Texte fourni
------------------------------------
La fabrique du crétin

La Lettre de l’Etudiant, n°783-784, 12 septembre 2005, p.3.


Normalien et agrégé de lettres, Jean-Paul Brighelli* nous livre en cette rentrée un coup de gueule réussi sur la faillite de l’éducation nationale. L’auteur accuse en premier lieu " les plus naïfs des libertaires de l’après-68, bien décidés d’en finir avec l’école de papa ". Il fustige ainsi les " néo-pédagogues qui ont répudié le savoir, et mis en lieu et place la didactique, cette science de la pédagogie qui a été substituée à l’art d’apprendre et à l’apprentissage réel ".

Sa critique sur l’enseignement du français en première et sur la baisse du niveau des manuels scolaires sont particulièrement bien vus, l’auteur connaissant bien son sujet. Mais les soixante-huitards ne sont pas les seuls à en prendre pour leur grade. En homme de gauche, il s’attaque aussi au néolibéralisme, coupable d’avoir voulu formater des élèves dociles. Même Science po n’est pas épargné. L’ouverture sans concours à des élèves de ZEP méritants est qualifiée de " splendide exercice de charité chrétienne " et de " mépris général ".
------------------------------------
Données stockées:
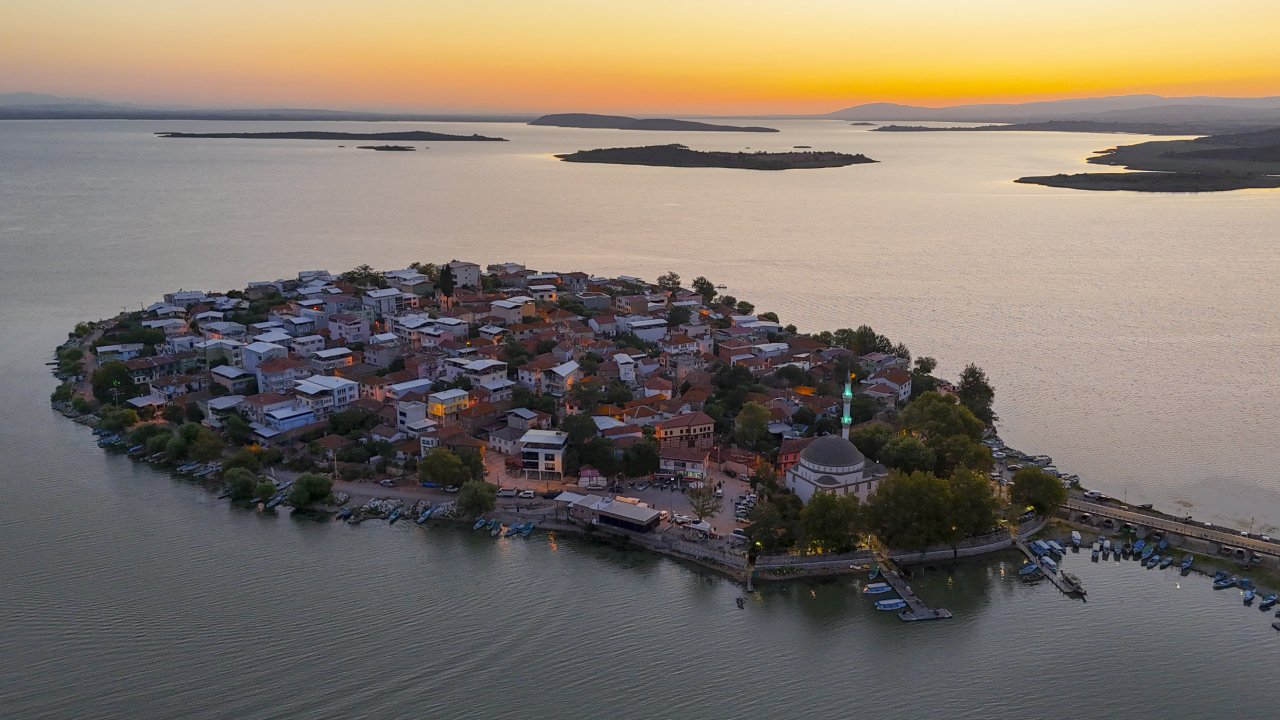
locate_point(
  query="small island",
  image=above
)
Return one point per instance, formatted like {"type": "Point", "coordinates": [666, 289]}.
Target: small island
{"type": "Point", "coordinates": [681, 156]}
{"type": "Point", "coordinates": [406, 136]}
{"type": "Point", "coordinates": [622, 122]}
------------------------------------
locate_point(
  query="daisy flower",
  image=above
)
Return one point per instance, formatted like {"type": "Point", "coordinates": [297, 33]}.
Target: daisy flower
------------------------------------
Questions
1. Selon le compte rendu de La fabrique du crétin, pour quelle raison la critique de l'auteur sur l'enseignement du français en première et sur la baisse du niveau des manuels scolaires est-elle jugée particulièrement bien vue ? Répondez en une à trois phrases.
2. Poursuivez le compte rendu de La fabrique du crétin à la suite de sa dernière phrase.
Ces entrées proviennent d'une autre source.

Réponses
1. Cette critique est jugée particulièrement bien vue parce que l'auteur connaît bien son sujet.

2.
Jean Paul Brighelli fustige également la promotion d’un double système en Europe : élitiste pour une poignée, offrant un désert culturel pour les autres, livrés aux mains du privé, via la formation tout au long de la vie. Bref on l’aura compris, ce membre du collectif " Sauver les lettres " souhaite ardemment que " l’école rejoue à plein son rôle formateur et sélecteur ". Le thème ultra-rebattu de la faillite de l’école est rarement abordé frontalement par un homme laïque et de gauche, aussi impliqué dans l’édition scolaire et l’enseignement. Ce qui rend du coup l’ouvrage assez percutant.

* Professeur en classes prépas scientifiques à Montpellier et auteur de nombreux ouvrages scolaires et parascolaires.

" La fabrique du crétin, la mort programmée de l’école ", par Jean-Paul Brighelli, 16,90 €, chez Jean-Claude Gawsewitch éditeur.